[START Exercise material]

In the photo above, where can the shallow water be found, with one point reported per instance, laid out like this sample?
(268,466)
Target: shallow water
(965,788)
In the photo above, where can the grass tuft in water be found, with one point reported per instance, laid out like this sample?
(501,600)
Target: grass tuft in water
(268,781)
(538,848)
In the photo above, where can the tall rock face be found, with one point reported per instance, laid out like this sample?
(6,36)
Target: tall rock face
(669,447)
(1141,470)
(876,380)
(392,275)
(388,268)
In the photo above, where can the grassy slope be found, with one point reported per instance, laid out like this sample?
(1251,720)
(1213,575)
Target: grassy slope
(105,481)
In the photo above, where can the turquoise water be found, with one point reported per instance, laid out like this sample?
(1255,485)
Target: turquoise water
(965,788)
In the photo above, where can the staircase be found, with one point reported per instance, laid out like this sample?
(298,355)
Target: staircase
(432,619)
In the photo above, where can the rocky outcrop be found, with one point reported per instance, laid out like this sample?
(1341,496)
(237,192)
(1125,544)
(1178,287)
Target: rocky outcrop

[END Exercise material]
[START Exercise material]

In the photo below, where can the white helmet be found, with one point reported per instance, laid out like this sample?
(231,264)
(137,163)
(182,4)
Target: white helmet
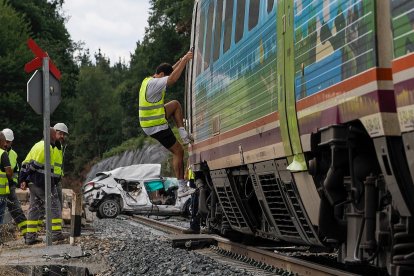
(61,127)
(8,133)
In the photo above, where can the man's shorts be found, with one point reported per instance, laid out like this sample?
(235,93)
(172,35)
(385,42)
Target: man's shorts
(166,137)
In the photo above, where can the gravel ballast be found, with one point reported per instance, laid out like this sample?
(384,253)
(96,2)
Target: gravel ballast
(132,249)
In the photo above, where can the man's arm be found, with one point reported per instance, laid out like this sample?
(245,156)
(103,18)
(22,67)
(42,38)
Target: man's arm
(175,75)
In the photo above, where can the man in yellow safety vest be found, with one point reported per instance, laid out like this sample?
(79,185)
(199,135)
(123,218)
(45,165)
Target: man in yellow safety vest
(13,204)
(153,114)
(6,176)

[END Exercise material]
[START Exercise material]

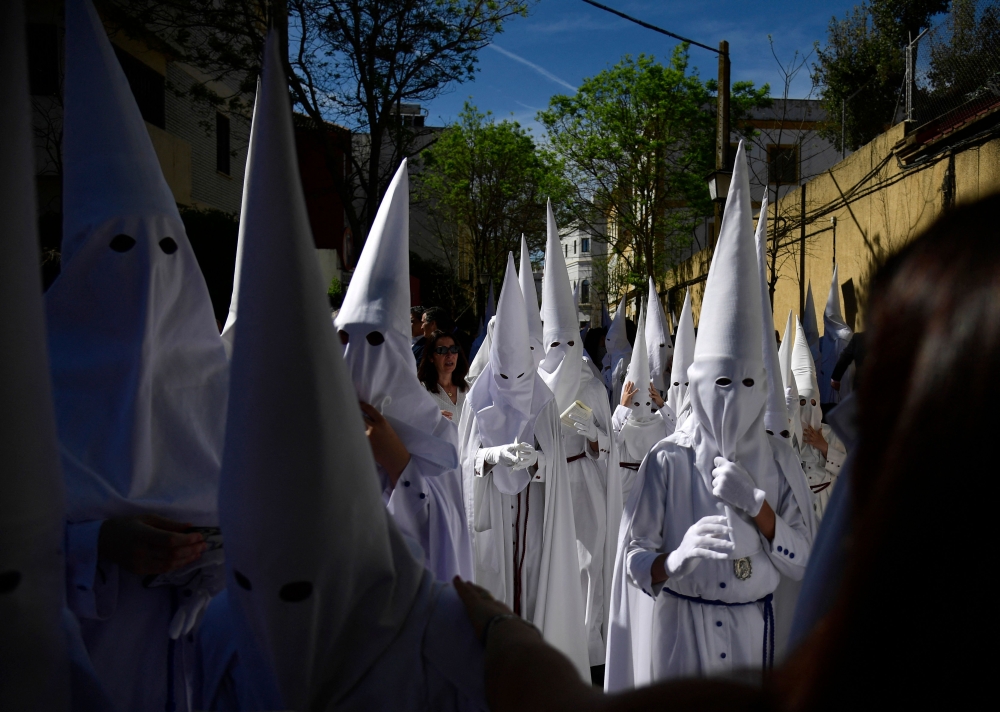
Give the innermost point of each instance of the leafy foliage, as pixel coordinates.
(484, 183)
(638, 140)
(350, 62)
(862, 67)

[END Exercise material]

Stated task -> Count how many lines of the rows above contain the string "tuft", with case counting, and give only the number.

Output for this exercise -> 2